### DIRECTIONS
Reproduce the whole of the data exactly.

*** Block opens ***

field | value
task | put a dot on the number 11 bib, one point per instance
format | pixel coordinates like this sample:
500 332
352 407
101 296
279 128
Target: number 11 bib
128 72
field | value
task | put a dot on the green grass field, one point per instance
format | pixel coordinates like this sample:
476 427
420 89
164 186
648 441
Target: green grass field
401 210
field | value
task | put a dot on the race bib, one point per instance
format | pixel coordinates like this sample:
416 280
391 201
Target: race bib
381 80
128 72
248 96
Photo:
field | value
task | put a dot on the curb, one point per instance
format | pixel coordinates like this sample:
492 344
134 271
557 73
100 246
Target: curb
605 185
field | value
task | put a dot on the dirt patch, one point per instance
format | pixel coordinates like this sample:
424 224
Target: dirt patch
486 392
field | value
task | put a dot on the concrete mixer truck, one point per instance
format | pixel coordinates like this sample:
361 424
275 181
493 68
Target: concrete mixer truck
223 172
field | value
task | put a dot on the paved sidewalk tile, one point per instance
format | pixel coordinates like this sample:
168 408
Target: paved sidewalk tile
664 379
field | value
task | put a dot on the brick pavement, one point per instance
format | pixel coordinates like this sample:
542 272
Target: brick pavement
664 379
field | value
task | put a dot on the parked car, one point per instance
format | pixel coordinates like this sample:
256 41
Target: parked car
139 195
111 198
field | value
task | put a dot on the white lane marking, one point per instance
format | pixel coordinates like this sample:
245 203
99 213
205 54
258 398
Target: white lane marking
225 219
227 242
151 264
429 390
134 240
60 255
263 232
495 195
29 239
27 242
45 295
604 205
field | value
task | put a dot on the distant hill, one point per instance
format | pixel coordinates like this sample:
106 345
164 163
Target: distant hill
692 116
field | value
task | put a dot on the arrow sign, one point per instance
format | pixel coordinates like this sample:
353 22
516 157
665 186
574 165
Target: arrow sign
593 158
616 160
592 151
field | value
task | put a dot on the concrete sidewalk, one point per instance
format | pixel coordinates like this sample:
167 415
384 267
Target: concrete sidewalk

*** Block closes ***

### TASK ANSWER
field | value
task | put a dot on the number 11 bib, one point per instance
format | pixel coordinates like this sample:
500 332
352 407
101 296
279 128
Target: number 11 bib
128 72
field | value
task | put a dot on the green grass field, one point per instance
format | pixel coordinates like this sample:
476 427
420 89
164 186
648 441
Target: green grass field
401 210
field | value
task | put a dot on the race bib, one point per instance
format | pixel coordinates like this sample:
416 280
391 201
Target: race bib
381 80
128 72
248 96
Photo:
field | value
task | put a dot on the curb, one point per instance
format | pixel coordinates like this sample:
492 344
134 271
557 73
100 246
Target: curb
605 185
field | value
task | put a dot on the dirt patch, one point per instance
format | pixel coordinates like this sample:
424 224
Target: dirt patch
486 392
field | value
task | put a dot on the concrete mixer truck, one point per instance
format | pixel coordinates like this sample:
361 424
275 181
493 68
Target: concrete mixer truck
223 172
field | value
task | put a dot on the paved sidewalk tile, one point per instance
format | pixel coordinates like this sample:
168 408
Target: paved sidewalk tile
664 379
field | value
task | put a dot on the brick pavement, one point per instance
format | pixel coordinates like this sample:
542 272
Target: brick pavement
664 379
field | value
task | put a dot on the parked car, one point per instance
format | pixel coordinates like this sample:
256 41
Target: parked car
139 195
111 198
field | value
task | put a dot on the white lane marking, one point per instance
format | pixel coordinates like this sample:
245 203
99 213
205 54
258 398
Target: white lane marking
225 219
227 242
151 264
429 390
134 240
60 255
263 232
495 195
29 239
27 242
45 295
604 205
field | value
task | put a dot on the distant hill, one point per instance
format | pixel coordinates like this sample:
106 345
164 163
Target: distant hill
692 116
field | value
task | put a dot on the arrow sign, one point per instance
format | pixel coordinates like this sample:
353 22
516 157
665 186
574 165
Target: arrow sign
593 158
616 160
592 151
field | value
task | put a dot on the concrete sidewalk, one point per instance
format | pixel coordinates like this sample:
167 415
384 267
Target: concrete sidewalk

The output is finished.